Trechos do conjunto de dados de anotação de localização
────
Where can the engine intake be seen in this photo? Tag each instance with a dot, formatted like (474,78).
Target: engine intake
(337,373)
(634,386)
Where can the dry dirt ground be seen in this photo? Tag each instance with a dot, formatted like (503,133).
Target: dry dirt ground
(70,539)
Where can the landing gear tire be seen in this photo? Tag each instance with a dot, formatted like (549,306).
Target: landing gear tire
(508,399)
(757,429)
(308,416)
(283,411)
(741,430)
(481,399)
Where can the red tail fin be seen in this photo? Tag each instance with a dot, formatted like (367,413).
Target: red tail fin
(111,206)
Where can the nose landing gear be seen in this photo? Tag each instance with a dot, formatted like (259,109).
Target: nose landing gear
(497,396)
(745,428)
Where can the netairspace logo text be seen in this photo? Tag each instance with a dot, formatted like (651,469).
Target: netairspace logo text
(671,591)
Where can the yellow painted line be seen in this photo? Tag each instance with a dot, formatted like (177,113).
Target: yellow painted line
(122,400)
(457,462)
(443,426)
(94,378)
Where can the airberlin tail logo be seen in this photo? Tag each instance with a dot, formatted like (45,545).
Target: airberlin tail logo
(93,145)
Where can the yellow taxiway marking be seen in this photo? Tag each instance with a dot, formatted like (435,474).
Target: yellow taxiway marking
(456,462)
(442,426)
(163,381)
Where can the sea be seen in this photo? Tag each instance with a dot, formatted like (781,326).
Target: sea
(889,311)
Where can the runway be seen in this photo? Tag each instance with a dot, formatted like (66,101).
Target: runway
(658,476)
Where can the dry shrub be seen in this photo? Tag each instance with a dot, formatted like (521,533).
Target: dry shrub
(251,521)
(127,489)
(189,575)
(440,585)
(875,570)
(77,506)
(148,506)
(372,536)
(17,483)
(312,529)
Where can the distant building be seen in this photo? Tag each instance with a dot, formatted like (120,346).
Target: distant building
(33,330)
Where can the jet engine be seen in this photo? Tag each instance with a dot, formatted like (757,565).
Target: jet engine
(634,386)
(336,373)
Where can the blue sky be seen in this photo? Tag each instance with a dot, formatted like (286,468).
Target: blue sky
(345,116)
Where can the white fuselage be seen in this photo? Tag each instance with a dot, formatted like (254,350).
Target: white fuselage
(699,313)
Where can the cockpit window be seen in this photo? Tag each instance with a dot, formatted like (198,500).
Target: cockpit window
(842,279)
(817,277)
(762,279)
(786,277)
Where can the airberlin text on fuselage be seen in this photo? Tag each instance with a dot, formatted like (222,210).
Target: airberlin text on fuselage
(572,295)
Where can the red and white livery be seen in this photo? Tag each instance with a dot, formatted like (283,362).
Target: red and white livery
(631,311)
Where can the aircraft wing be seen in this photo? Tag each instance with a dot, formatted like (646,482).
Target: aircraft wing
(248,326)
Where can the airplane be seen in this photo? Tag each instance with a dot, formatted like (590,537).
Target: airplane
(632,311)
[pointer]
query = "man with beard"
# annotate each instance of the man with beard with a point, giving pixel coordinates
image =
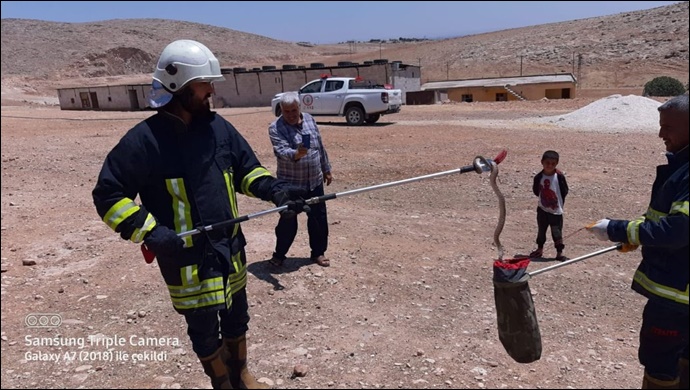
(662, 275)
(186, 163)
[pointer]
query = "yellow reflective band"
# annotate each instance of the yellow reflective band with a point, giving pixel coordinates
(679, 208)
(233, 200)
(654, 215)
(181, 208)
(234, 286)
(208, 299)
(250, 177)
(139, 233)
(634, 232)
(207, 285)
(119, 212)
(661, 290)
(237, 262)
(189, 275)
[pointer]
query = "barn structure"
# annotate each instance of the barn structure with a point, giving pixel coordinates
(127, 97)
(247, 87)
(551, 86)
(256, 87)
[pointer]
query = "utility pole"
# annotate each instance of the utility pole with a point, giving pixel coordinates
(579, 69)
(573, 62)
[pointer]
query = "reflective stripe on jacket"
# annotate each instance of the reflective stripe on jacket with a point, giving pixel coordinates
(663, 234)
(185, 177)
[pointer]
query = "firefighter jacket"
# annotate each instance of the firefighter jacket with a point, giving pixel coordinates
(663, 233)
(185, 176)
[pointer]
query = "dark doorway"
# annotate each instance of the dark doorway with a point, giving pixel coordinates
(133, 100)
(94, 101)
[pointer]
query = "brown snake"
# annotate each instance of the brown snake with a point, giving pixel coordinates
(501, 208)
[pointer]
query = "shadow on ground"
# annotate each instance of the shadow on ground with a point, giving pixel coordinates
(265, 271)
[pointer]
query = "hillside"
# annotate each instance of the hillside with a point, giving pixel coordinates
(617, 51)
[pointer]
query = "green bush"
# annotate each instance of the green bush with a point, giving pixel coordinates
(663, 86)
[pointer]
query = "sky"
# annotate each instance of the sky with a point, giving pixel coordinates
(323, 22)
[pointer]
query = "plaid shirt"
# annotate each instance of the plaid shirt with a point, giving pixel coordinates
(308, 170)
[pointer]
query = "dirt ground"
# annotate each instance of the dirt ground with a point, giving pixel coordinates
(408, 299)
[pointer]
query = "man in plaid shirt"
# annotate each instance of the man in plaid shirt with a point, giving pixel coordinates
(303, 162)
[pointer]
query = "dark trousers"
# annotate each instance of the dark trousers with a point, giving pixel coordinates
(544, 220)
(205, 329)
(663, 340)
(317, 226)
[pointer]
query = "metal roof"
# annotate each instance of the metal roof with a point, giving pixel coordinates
────
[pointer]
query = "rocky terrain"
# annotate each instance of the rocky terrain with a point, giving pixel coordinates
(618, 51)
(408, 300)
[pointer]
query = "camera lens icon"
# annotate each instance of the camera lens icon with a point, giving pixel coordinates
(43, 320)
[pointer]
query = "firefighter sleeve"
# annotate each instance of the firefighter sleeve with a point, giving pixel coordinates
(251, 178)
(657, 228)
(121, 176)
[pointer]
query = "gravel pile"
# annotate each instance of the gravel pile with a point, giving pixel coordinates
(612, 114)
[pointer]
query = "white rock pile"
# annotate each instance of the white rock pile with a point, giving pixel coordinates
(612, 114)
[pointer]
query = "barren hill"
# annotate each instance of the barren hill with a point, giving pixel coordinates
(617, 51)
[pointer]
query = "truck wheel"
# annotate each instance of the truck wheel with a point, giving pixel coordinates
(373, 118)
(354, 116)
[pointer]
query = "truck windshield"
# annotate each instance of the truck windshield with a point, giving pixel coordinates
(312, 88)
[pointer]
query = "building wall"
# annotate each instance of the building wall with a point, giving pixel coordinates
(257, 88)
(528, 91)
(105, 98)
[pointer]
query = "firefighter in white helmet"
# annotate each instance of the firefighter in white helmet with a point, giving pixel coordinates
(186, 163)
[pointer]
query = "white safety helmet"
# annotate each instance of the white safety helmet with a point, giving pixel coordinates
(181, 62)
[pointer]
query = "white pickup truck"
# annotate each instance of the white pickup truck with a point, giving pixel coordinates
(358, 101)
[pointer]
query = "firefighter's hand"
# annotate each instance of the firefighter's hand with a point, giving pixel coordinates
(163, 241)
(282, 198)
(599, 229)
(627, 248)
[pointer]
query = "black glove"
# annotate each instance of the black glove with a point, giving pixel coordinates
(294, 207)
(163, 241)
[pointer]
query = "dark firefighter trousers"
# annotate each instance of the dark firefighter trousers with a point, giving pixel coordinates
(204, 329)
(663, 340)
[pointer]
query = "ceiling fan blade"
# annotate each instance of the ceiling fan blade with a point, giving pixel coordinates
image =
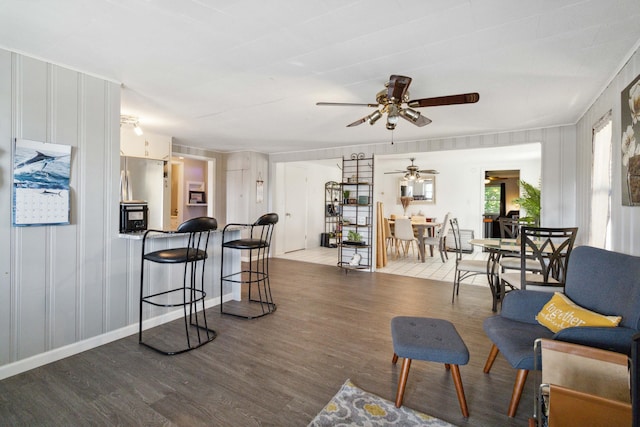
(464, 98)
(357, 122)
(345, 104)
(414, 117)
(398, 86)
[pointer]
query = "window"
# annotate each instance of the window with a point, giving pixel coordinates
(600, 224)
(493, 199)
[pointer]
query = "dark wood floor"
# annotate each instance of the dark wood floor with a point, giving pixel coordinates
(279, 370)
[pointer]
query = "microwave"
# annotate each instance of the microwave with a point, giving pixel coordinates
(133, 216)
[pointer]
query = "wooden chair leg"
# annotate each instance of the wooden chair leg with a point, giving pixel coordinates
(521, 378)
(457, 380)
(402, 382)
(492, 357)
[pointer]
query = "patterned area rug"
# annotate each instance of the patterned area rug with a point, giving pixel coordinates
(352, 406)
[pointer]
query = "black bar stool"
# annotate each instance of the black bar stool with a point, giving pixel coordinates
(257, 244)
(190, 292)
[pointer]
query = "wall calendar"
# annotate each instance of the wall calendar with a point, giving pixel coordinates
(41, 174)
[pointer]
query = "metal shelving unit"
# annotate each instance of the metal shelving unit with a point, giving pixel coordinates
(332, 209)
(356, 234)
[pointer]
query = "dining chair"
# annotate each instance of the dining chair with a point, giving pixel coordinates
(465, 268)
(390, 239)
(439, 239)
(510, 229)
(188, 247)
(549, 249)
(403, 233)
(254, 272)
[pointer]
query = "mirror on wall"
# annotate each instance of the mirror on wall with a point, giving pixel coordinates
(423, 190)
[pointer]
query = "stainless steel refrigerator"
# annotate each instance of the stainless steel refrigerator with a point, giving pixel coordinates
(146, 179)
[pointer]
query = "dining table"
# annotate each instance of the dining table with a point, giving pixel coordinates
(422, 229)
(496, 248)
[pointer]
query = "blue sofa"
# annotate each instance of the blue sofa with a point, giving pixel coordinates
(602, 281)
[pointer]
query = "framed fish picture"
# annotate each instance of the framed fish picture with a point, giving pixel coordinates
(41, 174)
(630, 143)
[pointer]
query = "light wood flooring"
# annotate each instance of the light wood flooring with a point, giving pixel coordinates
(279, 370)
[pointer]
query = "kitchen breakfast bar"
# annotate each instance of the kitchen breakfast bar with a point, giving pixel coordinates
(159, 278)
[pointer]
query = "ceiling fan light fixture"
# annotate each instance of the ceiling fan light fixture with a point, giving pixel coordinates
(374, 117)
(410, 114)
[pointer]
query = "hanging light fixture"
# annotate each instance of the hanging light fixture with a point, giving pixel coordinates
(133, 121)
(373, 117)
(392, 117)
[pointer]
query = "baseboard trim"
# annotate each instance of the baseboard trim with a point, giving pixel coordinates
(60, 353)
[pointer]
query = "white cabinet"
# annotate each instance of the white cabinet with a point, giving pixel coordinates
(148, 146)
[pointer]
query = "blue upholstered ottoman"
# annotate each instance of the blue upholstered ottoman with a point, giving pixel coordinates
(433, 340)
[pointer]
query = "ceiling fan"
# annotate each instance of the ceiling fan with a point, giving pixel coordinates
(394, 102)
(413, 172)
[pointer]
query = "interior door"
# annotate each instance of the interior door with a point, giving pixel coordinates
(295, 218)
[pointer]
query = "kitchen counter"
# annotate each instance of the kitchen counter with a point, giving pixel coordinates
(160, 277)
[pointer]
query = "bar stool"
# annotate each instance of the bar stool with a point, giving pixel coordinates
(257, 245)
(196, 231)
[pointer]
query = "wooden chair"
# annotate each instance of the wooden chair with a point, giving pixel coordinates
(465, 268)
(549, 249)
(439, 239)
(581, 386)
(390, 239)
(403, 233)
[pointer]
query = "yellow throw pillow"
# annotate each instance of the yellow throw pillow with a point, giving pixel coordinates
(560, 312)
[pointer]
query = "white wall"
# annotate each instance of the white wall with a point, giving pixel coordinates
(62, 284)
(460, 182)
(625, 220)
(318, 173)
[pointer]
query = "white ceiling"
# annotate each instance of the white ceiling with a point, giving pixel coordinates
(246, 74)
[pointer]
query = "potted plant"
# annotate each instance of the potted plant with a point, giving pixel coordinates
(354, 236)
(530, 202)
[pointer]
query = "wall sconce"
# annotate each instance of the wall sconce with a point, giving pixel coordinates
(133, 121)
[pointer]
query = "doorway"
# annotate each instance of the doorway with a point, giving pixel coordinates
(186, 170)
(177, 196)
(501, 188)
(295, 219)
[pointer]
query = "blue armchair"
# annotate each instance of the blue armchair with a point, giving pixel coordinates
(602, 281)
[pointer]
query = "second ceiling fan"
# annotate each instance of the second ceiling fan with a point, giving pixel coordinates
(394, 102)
────
● **O QUE SE PEDE**: Extraia da listagem acima todas as linhas que contêm a palavra "pile", levando em conta a diferença entre maiúsculas e minúsculas.

● **RESOLUÇÃO DO PROBLEMA**:
query = "gravel pile"
# annotate each instance of the gravel pile with a point, giving pixel coordinates
query = "white rock pile"
# annotate each instance of the white rock pile with a point, giving pixel coordinates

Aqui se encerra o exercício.